■ **Aim of the exercise**
Copy the stretch of rows from the line containing "Task: find the woman's left" through the end of the rows, swapping "sweater" for "pullover" wherever it occurs and leaving everything else unchanged. Give only that stretch.

■ **Raw data**
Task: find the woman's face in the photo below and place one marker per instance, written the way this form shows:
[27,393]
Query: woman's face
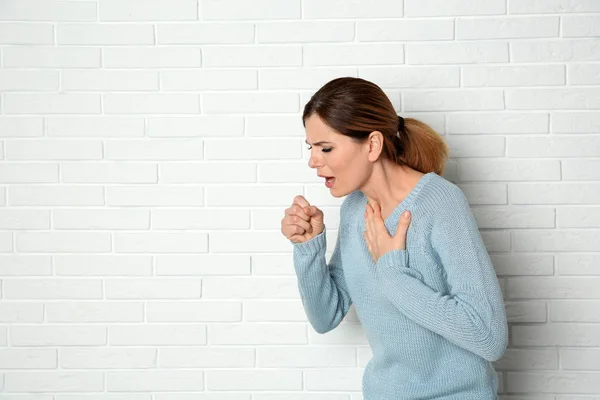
[340,160]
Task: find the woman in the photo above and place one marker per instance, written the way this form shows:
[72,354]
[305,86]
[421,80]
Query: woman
[409,254]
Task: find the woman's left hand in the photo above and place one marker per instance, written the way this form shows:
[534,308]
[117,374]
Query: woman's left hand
[379,240]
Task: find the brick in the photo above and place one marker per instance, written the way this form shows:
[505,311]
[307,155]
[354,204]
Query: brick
[139,10]
[206,33]
[353,54]
[507,28]
[234,10]
[535,75]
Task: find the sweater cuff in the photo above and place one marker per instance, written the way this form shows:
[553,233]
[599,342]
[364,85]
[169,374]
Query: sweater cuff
[311,246]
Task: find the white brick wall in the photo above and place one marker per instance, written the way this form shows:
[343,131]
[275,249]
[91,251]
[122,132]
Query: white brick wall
[149,148]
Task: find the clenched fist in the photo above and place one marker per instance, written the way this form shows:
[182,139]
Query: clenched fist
[302,221]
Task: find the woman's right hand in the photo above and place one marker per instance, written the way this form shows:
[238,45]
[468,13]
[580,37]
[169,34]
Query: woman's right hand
[302,221]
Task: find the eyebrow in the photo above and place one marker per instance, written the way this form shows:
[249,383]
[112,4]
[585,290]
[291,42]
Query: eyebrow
[318,143]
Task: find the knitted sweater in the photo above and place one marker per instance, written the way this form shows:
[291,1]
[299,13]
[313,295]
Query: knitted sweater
[433,314]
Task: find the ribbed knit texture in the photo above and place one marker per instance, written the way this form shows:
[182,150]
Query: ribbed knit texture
[433,314]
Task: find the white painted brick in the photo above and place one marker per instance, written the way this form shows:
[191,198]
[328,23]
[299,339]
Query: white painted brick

■ **Response for this exercise**
Task: find the woman's left hand in the photo above and place one marker per instance, written the way this form shows:
[534,308]
[117,374]
Query: woman's left hand
[379,240]
Task: find the brick in the photo above and place one marker per instance, written the way this form shows:
[505,311]
[307,155]
[354,204]
Query: brick
[139,10]
[206,33]
[353,54]
[507,28]
[234,10]
[535,75]
Task: find the pullover cuff in the photo above and place one marker per instance, written the way this form shows:
[553,233]
[599,342]
[364,85]
[169,374]
Query: pullover cuff
[311,246]
Task: find the white brick wall in the photo above and place one marker per instance, written the way this form shows:
[343,131]
[275,249]
[91,251]
[122,132]
Query: white brick wall
[149,148]
Task: find the clenched fist in the photo above and place one marker per instance, written the way this form shows:
[182,139]
Query: clenched fist
[302,221]
Task: find the woman's right hand in the photo above and place one marker per instance, written the way this form shows:
[238,45]
[468,13]
[580,37]
[169,34]
Query: woman's right hand
[302,221]
Task: find the eyebrow in the photo above and place one marker per instance, written the way this form shows:
[249,383]
[112,4]
[585,290]
[291,42]
Query: eyebrow
[318,143]
Task: find the knitted pullover in the photo above and place one marker per instance, written the way this form shows:
[291,1]
[299,13]
[313,295]
Query: knitted pullover
[433,314]
Task: find the ribbed knit texture in the photo above and place one marker per instance, written the way this form shows:
[182,150]
Query: ribbed knit texture
[433,314]
Task: find the white painted brick in the photo above and place one marker per instance, written the way this form shows:
[191,198]
[328,23]
[299,339]
Query: white painted brick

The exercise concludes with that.